Coordinate labeling data
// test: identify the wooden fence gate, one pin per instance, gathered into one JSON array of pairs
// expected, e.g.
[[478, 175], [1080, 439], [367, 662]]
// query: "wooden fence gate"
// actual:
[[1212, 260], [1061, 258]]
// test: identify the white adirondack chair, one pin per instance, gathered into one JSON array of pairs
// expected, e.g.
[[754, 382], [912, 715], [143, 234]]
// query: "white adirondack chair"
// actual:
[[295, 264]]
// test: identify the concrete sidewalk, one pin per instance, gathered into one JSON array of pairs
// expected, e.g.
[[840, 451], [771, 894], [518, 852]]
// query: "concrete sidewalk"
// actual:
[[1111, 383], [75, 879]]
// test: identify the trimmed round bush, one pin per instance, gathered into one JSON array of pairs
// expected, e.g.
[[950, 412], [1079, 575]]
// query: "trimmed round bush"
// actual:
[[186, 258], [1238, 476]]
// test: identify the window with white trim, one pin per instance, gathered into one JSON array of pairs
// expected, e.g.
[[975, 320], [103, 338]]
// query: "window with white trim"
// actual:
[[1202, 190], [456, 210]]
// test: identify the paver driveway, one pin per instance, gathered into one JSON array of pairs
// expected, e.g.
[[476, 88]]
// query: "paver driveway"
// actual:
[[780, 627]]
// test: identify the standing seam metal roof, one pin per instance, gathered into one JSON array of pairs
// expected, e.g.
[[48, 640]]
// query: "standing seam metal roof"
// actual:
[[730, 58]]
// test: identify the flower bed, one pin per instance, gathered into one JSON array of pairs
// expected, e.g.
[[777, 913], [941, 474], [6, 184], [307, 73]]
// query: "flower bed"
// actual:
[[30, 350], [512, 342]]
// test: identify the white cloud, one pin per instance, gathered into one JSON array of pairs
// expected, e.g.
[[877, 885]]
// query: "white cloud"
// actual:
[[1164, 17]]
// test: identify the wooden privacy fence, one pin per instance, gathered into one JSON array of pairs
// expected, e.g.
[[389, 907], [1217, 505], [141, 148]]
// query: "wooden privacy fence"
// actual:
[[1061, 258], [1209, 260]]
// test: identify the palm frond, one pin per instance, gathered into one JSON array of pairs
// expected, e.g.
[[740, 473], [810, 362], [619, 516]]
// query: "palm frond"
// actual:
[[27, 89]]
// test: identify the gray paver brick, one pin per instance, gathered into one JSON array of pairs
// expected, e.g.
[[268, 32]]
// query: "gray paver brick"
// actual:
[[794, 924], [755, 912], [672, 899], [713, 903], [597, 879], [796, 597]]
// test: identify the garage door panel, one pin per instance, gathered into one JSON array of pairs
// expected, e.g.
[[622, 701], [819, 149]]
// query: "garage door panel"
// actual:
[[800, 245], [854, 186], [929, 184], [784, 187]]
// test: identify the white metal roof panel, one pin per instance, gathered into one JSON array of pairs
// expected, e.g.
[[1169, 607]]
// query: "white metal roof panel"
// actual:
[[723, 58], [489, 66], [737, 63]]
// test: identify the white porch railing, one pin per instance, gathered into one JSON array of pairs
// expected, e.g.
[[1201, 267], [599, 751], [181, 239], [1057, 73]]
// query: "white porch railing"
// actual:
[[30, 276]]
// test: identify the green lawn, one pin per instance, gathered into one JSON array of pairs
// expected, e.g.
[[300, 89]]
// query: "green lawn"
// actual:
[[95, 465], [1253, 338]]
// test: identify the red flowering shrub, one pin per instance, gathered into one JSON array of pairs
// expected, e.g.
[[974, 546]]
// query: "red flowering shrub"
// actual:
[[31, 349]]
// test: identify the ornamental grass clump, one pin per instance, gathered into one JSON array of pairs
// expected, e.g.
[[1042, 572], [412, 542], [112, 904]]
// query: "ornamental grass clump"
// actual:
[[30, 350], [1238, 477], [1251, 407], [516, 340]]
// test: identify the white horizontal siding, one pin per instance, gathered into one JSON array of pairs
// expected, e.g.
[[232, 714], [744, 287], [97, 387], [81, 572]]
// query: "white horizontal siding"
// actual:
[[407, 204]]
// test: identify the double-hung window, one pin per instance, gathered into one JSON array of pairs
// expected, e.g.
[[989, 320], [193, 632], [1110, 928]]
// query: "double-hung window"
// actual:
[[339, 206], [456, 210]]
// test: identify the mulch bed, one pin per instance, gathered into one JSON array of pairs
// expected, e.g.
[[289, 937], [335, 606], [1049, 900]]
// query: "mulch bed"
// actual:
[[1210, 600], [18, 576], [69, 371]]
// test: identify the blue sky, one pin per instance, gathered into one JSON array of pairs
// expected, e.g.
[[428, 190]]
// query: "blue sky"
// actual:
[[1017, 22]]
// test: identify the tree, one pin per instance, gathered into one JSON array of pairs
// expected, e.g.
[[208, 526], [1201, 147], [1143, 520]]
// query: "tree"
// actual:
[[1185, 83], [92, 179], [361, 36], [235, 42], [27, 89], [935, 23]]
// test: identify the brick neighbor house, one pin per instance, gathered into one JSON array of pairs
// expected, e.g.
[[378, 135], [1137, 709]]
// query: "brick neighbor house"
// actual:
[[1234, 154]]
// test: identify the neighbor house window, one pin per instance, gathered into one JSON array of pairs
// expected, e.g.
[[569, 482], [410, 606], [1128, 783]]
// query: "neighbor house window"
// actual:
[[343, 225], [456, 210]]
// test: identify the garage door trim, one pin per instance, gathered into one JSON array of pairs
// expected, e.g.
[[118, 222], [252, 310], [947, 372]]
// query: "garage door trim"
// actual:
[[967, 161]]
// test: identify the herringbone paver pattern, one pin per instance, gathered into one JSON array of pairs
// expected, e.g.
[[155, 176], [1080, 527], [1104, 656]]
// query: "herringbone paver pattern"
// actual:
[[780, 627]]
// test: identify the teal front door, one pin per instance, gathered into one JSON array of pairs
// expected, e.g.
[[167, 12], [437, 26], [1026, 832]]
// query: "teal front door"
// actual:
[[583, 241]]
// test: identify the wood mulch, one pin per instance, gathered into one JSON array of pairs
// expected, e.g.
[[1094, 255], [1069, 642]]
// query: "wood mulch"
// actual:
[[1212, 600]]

§ Exercise description
Please give every line of the data above as a Markdown table with two columns, n for the row number and Line for the line itself. Leave out blank lines.

§ Answer to this task
| n | Line |
|---|---|
| 1 | // test: identify the wooden fence gate, one pin per instance, gathered into one JSON array of pairs |
| 2 | // expected, e.g. |
| 3 | [[478, 175], [1080, 439], [367, 662]] |
| 4 | // query: "wooden fence gate" |
| 5 | // actual: |
| 6 | [[1212, 260], [1061, 258]] |
| 7 | // test: identify the white adirondack chair, one pin per instance, gathered into one JSON array of pairs |
| 8 | // expected, e.g. |
| 9 | [[754, 382], [912, 715], [143, 234]] |
| 10 | // query: "white adirondack chair" |
| 11 | // actual: |
| 12 | [[295, 264]] |
| 13 | // test: identify the concrete sidewalk, one pin per instance, gathered into one JSON array of pairs |
| 14 | // expected, e.g. |
| 15 | [[840, 451], [771, 894], [518, 852]] |
| 16 | // query: "concrete sidewalk" |
| 17 | // actual: |
| 18 | [[1111, 383], [75, 879]] |
| 19 | // test: identify the trimmed round bush, one pin per instance, gathered into one JSON array of pairs |
| 20 | // expected, e.g. |
| 21 | [[950, 412], [1079, 575]] |
| 22 | // query: "trimmed round bush" |
| 23 | // actual: |
| 24 | [[186, 258], [1238, 476]] |
| 25 | // test: identify the window with white trim, one pin per instance, gathered into one JSON array of pairs |
| 26 | // expected, e.g. |
| 27 | [[975, 320], [103, 338]] |
| 28 | // query: "window with white trim" |
| 29 | // actual: |
| 30 | [[1202, 190], [456, 210]] |
| 31 | // test: identify the paver driveway, one pin per instance, gathered into one JSON array of pairs |
| 32 | // expected, e.g. |
| 33 | [[476, 88]] |
| 34 | // query: "paver driveway" |
| 35 | // actual: |
| 36 | [[780, 627]] |
| 37 | // test: identify the standing seam metal roof, one pin per instance, gathered into one JSON array of pairs |
| 38 | // expected, e.g. |
| 39 | [[48, 640]] |
| 40 | // query: "standing seam metal roof" |
| 41 | // actual: |
| 42 | [[730, 58]] |
| 43 | // test: identify the flower bed, one pin per instance, gathered into one JSON array of pairs |
| 44 | // expected, e.g. |
| 45 | [[777, 913], [941, 474], [6, 184], [307, 73]] |
| 46 | // query: "flower bed" |
| 47 | // actual: |
| 48 | [[30, 350], [512, 342]] |
| 49 | // test: identify the white cloud, one pin per instance, gathered into one JSON array of pairs |
| 50 | // expected, e.g. |
| 51 | [[877, 885]] |
| 52 | // query: "white cloud" |
| 53 | // actual: |
| 54 | [[1164, 17]] |
| 55 | // test: identify the wooden privacy fence, one pin per instance, gathered into one JSON array of pairs |
| 56 | // expected, e.g. |
| 57 | [[389, 907], [1217, 505], [141, 148]] |
| 58 | // query: "wooden privacy fence" |
| 59 | // actual: |
| 60 | [[1061, 258], [1209, 260]] |
| 61 | // test: identify the palm frond, one pin per instance, gathered into one JSON array of pairs |
| 62 | // expected, e.g. |
| 63 | [[740, 473], [810, 362], [619, 516]] |
| 64 | // query: "palm frond" |
| 65 | // actual: |
| 66 | [[27, 89]] |
| 67 | // test: identify the gray paver brick, one pin per instance, gathered into one JSON array of pairs |
| 68 | // expected, e.g. |
| 69 | [[268, 32]] |
| 70 | // query: "gray paver brick" |
| 71 | // actual: |
| 72 | [[794, 924], [755, 912], [672, 899], [713, 903], [597, 879], [796, 597]] |
| 73 | // test: identify the garage door panel, one pin per instance, gathered into one JSON array of pairs |
| 74 | // expected, e.g. |
| 75 | [[622, 701], [819, 149]] |
| 76 | // query: "garage door panel" |
| 77 | // actual: |
| 78 | [[800, 245], [854, 186], [929, 184], [784, 187]] |
| 79 | // test: identify the white metal roof panel, one pin per instance, gathered into one JSON array of pairs |
| 80 | // expected, e.g. |
| 81 | [[1169, 607]] |
| 82 | // query: "white metal roof panel" |
| 83 | // actual: |
| 84 | [[723, 58], [489, 66], [737, 63]] |
| 85 | // test: identify the white porch railing, one pin per instance, gathered into one JSON array of pairs |
| 86 | // expected, e.g. |
| 87 | [[1201, 267], [599, 751], [181, 239], [1057, 73]] |
| 88 | // query: "white porch railing" |
| 89 | // actual: |
| 90 | [[30, 276]] |
| 91 | // test: identify the green lawn, one pin per instance, gathered into one JSON array of pairs |
| 92 | // expected, e.g. |
| 93 | [[300, 89]] |
| 94 | // query: "green lawn" |
| 95 | // actual: |
| 96 | [[95, 465], [1253, 338]] |
| 97 | // test: identify the red flowering shrub, one pin per instance, gathered into one JSON array of pairs |
| 98 | // expected, e.g. |
| 99 | [[974, 546]] |
| 100 | // query: "red flowering shrub" |
| 101 | // actual: |
| 102 | [[31, 349]] |
| 103 | // test: identify the ornamental grass clump, one pin per instance, gathered into one JSON array of pairs |
| 104 | // expected, e.g. |
| 105 | [[1042, 572], [412, 542], [112, 904]] |
| 106 | // query: "ornamental grass clump" |
| 107 | // actual: |
| 108 | [[30, 350], [1238, 477], [1251, 407], [516, 340]] |
| 109 | // test: identify the white horizontal siding, one pin per instance, gathered into one JSON array of pairs |
| 110 | // expected, e.g. |
| 111 | [[232, 714], [744, 287], [97, 387], [81, 572]] |
| 112 | // query: "white horizontal siding" |
| 113 | // actual: |
| 114 | [[407, 204]] |
| 115 | // test: identify the double-hung window, one pin per instance, gathered into one JSON array of pairs |
| 116 | // expected, e.g. |
| 117 | [[989, 320], [193, 632], [1110, 928]] |
| 118 | // query: "double-hung window" |
| 119 | // actual: |
| 120 | [[339, 206], [456, 210]] |
| 121 | // test: identify the mulch bed, one pin per instance, gathered into one JSON array of pairs |
| 122 | // expected, e.g. |
| 123 | [[289, 937], [335, 606], [1049, 900]] |
| 124 | // query: "mulch bed" |
| 125 | // actual: |
| 126 | [[1210, 600], [18, 576], [69, 371]] |
| 127 | // test: identify the blue sky, one pin per instance, gathered into one JSON array of pairs |
| 128 | // expected, e.g. |
| 129 | [[428, 190]] |
| 130 | // query: "blue sky" |
| 131 | // actual: |
| 132 | [[1017, 22]] |
| 133 | // test: identify the tree, one pin per instance, gathered into one JSON array of pairs |
| 134 | // expected, e.g. |
| 135 | [[208, 526], [1201, 147], [1143, 520]] |
| 136 | // query: "tree" |
| 137 | // actual: |
| 138 | [[1185, 83], [92, 179], [361, 36], [235, 42], [27, 89], [935, 23]] |
| 139 | // test: identify the brick neighbor house, one pin per instance, gathered into one JSON array of pairs |
| 140 | // expected, e.g. |
| 141 | [[378, 135], [1137, 709]] |
| 142 | // query: "brick neighbor house" |
| 143 | // actual: |
| 144 | [[1234, 154]] |
| 145 | // test: identify the neighbor house window, one pin per instance, gathered into one JSON array of pairs |
| 146 | // expected, e.g. |
| 147 | [[569, 482], [410, 606], [1128, 783]] |
| 148 | // query: "neighbor house window" |
| 149 | // actual: |
| 150 | [[343, 225], [456, 210]] |
| 151 | // test: identify the garage door trim, one pin per instance, gathered into one JSON array of pairs |
| 152 | // expected, e.g. |
| 153 | [[118, 222], [252, 310], [947, 372]] |
| 154 | // query: "garage door trim" |
| 155 | // actual: |
| 156 | [[967, 161]] |
| 157 | // test: identify the herringbone paver pattern, one pin per instance, gathered into one JSON array of pairs |
| 158 | // expected, e.g. |
| 159 | [[155, 176], [1080, 527], [1104, 656]] |
| 160 | // query: "herringbone paver pattern" |
| 161 | // actual: |
| 162 | [[780, 627]] |
| 163 | // test: identify the teal front door, one pin per instance, gathered into one JSON array of pairs |
| 164 | // expected, e.g. |
| 165 | [[167, 12], [437, 26], [1026, 832]] |
| 166 | // query: "teal front door" |
| 167 | // actual: |
| 168 | [[583, 241]] |
| 169 | // test: identify the wood mulch, one pin per instance, gathered into one JSON array of pairs |
| 170 | // expected, e.g. |
| 171 | [[1094, 255], [1069, 642]] |
| 172 | // query: "wood mulch" |
| 173 | // actual: |
| 174 | [[1212, 600]] |